Tally how many lines in this material contain the word "exact", and reply only with the count.

## Records provided
════════

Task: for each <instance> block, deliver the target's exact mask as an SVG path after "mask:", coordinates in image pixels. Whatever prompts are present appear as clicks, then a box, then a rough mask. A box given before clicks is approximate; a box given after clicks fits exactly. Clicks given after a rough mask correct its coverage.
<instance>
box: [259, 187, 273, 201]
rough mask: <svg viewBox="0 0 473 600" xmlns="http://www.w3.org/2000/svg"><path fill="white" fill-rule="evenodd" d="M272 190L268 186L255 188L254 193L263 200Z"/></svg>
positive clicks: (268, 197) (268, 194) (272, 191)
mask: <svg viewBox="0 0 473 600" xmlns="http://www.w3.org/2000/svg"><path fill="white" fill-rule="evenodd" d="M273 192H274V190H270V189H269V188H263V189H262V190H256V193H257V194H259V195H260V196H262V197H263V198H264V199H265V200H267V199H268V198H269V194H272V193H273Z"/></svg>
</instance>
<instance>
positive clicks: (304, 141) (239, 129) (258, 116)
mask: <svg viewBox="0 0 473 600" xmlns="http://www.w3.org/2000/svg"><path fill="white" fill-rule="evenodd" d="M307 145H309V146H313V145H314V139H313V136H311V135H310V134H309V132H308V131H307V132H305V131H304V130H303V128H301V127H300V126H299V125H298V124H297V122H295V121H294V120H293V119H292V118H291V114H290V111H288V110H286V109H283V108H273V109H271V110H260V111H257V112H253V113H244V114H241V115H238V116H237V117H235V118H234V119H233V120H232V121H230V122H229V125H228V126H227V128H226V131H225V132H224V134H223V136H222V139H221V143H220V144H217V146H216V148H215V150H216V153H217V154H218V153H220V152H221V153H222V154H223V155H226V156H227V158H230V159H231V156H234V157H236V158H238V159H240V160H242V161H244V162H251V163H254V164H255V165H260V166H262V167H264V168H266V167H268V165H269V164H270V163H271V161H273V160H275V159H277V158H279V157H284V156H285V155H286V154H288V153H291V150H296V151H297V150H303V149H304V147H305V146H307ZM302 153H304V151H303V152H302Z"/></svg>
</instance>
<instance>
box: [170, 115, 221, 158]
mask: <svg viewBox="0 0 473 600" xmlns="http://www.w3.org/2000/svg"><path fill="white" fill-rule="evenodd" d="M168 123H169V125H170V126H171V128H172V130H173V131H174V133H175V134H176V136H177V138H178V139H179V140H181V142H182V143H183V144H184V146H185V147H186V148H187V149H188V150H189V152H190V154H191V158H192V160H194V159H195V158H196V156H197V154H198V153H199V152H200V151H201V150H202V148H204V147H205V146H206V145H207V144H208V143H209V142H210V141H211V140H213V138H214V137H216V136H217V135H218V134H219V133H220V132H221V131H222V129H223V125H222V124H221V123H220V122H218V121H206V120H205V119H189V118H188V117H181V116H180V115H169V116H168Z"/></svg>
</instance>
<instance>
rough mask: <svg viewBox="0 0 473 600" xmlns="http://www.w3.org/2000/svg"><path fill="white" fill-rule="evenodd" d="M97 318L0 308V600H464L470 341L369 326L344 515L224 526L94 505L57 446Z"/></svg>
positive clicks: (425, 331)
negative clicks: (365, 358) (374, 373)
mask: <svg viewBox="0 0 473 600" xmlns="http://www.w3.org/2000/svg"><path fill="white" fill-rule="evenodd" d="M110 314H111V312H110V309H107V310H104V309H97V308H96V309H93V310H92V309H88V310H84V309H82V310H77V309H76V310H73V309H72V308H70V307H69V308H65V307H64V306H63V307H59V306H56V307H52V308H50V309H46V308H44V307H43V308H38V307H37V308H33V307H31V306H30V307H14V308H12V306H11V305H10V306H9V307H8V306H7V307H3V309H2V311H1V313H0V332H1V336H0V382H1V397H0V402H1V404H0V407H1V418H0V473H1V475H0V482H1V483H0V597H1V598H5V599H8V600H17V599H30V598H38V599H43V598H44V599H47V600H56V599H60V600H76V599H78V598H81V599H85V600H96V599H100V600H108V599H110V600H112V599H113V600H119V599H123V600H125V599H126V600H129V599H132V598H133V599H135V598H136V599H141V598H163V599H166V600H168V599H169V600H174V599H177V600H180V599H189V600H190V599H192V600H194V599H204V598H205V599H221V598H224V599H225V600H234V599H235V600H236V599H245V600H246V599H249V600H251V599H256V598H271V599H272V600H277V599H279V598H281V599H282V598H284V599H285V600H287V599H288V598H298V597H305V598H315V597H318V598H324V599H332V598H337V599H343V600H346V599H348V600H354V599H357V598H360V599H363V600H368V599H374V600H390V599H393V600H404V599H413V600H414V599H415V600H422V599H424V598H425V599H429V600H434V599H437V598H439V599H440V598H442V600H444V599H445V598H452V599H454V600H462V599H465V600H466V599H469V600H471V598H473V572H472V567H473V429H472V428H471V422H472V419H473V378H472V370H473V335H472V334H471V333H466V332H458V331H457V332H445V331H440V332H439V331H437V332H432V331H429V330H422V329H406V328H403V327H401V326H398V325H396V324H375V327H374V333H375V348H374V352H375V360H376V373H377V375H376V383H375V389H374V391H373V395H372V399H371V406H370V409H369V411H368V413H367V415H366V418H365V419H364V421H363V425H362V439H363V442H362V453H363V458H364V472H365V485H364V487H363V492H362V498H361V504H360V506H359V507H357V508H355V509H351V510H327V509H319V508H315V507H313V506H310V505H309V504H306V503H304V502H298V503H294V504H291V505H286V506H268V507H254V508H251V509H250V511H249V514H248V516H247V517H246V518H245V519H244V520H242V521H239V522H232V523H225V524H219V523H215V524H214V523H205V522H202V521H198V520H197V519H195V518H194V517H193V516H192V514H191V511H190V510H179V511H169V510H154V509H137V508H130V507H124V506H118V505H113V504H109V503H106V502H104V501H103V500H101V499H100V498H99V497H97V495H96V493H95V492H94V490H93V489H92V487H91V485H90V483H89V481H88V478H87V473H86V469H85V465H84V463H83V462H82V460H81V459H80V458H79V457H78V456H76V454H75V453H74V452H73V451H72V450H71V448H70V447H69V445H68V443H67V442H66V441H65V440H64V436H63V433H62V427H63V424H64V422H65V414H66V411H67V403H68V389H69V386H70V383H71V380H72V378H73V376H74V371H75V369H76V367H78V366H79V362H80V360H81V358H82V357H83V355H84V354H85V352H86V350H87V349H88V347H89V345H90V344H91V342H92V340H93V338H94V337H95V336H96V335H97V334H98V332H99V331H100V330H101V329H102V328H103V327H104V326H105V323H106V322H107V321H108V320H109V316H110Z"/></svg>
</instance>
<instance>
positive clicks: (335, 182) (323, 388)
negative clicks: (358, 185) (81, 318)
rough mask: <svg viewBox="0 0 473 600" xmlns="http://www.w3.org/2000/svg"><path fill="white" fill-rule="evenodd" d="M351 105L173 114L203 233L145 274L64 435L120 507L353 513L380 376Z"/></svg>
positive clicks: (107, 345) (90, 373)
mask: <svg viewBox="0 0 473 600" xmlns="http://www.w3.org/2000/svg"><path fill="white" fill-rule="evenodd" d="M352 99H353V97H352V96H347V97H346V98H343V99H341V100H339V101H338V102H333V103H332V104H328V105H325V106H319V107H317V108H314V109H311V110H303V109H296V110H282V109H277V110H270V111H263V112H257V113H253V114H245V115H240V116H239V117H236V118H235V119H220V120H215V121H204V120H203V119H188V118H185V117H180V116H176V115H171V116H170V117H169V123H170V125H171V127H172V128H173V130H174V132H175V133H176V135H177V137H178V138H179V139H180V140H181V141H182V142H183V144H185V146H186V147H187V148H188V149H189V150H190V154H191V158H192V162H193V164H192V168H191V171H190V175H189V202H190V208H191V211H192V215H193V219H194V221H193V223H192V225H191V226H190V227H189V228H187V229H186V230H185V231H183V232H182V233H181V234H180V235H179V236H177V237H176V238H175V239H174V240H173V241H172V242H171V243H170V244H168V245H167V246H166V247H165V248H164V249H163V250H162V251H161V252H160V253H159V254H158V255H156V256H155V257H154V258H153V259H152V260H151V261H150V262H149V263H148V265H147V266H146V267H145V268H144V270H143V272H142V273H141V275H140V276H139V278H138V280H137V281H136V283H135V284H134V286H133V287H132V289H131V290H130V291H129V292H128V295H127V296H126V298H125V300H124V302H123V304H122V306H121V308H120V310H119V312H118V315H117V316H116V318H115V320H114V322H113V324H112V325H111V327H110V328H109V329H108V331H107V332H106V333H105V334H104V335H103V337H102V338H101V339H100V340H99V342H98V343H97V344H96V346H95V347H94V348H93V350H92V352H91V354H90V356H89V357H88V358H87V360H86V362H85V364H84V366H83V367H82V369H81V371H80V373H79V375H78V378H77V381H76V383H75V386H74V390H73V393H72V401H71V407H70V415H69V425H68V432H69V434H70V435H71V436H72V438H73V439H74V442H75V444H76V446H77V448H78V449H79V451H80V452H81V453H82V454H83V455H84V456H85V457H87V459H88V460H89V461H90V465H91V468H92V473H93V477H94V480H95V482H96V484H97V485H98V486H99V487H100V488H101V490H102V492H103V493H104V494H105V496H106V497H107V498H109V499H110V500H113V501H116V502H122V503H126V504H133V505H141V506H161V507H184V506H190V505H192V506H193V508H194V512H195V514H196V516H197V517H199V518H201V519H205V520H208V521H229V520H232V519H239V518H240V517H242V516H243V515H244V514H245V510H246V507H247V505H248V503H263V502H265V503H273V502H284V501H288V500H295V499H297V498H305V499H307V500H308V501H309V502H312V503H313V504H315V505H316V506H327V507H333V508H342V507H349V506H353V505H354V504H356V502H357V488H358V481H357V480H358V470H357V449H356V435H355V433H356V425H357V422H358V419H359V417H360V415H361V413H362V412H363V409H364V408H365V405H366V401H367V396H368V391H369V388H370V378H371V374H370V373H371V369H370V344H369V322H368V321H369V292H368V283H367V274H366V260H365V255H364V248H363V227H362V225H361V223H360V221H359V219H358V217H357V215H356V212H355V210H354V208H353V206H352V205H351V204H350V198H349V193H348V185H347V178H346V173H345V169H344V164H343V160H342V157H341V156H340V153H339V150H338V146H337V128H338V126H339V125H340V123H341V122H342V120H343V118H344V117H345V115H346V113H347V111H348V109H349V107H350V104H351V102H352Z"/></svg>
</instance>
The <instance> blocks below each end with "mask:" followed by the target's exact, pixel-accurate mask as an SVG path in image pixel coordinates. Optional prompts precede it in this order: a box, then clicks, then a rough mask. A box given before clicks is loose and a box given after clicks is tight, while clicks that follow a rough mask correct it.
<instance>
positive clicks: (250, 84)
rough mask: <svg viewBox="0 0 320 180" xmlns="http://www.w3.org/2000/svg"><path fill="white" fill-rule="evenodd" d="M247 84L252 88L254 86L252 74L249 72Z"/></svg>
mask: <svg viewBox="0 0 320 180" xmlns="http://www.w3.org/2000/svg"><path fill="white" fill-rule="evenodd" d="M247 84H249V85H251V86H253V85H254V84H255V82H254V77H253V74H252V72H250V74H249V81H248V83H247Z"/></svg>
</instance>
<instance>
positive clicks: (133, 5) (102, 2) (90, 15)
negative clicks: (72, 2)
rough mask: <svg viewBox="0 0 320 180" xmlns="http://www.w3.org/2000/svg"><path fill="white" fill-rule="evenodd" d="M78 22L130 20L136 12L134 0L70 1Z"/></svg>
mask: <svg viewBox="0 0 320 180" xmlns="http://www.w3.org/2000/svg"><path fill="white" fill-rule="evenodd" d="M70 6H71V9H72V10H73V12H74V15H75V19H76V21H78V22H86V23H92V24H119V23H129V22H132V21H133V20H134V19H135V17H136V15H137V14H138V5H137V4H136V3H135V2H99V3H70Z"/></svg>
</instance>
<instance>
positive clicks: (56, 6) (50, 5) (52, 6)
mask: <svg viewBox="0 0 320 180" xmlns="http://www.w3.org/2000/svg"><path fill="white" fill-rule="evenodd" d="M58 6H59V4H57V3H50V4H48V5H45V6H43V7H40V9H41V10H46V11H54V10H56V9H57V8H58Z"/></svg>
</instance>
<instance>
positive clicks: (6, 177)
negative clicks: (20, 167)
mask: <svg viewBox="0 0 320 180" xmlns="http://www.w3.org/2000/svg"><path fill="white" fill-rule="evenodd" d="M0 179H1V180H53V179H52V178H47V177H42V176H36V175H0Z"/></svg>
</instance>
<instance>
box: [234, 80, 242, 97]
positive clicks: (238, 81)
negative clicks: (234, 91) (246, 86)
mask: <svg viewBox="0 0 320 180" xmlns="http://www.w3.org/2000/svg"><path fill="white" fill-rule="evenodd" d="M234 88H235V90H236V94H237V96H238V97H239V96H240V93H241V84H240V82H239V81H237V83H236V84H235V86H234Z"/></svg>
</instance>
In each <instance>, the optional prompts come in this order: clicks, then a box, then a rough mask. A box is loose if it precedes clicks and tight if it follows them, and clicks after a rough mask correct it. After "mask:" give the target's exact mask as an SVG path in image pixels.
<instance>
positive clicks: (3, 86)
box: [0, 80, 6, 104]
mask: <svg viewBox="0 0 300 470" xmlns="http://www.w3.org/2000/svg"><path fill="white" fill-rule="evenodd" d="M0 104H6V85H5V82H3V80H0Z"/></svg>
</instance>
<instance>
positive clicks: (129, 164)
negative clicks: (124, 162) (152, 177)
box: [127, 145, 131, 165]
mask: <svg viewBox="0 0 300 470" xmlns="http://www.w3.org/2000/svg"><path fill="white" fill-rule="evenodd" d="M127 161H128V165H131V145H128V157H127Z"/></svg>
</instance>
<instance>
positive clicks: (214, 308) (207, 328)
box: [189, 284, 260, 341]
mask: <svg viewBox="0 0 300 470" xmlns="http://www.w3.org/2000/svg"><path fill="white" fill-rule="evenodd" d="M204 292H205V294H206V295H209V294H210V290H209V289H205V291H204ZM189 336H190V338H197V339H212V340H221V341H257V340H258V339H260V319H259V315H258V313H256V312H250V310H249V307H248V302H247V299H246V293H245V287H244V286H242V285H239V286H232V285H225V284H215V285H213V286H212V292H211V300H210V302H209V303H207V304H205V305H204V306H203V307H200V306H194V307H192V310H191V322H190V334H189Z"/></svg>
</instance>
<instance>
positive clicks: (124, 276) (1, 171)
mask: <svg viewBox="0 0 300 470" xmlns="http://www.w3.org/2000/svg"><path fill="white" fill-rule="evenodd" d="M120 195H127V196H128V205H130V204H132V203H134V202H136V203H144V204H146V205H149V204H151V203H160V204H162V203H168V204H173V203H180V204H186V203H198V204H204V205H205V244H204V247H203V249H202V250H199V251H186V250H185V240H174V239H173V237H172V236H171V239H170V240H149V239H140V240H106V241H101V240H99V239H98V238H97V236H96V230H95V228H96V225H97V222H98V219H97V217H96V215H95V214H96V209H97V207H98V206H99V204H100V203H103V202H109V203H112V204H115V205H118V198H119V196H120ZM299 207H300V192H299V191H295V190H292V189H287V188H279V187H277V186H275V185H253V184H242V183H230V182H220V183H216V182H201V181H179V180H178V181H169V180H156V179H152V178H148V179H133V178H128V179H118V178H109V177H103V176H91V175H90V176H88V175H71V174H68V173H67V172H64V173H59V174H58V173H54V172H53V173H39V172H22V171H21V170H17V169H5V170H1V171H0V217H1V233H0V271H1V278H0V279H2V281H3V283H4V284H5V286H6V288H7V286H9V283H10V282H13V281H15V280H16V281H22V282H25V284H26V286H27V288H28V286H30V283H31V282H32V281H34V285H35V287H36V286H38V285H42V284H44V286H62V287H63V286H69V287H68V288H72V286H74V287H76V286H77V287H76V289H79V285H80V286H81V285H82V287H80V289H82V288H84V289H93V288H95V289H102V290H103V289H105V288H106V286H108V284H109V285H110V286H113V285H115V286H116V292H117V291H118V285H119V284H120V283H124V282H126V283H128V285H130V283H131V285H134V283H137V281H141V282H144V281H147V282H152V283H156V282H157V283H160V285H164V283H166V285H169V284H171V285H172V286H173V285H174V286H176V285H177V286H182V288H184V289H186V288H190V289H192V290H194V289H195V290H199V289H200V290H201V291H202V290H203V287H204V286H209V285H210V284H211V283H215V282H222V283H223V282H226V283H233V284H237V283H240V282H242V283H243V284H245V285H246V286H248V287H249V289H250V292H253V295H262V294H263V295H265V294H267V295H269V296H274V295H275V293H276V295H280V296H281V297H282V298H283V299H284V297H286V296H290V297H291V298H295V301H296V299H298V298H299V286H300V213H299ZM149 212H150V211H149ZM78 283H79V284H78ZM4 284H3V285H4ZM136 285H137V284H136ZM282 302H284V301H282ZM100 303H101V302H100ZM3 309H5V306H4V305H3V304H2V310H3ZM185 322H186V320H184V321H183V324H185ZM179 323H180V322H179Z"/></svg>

════════

## Answer to this exercise
3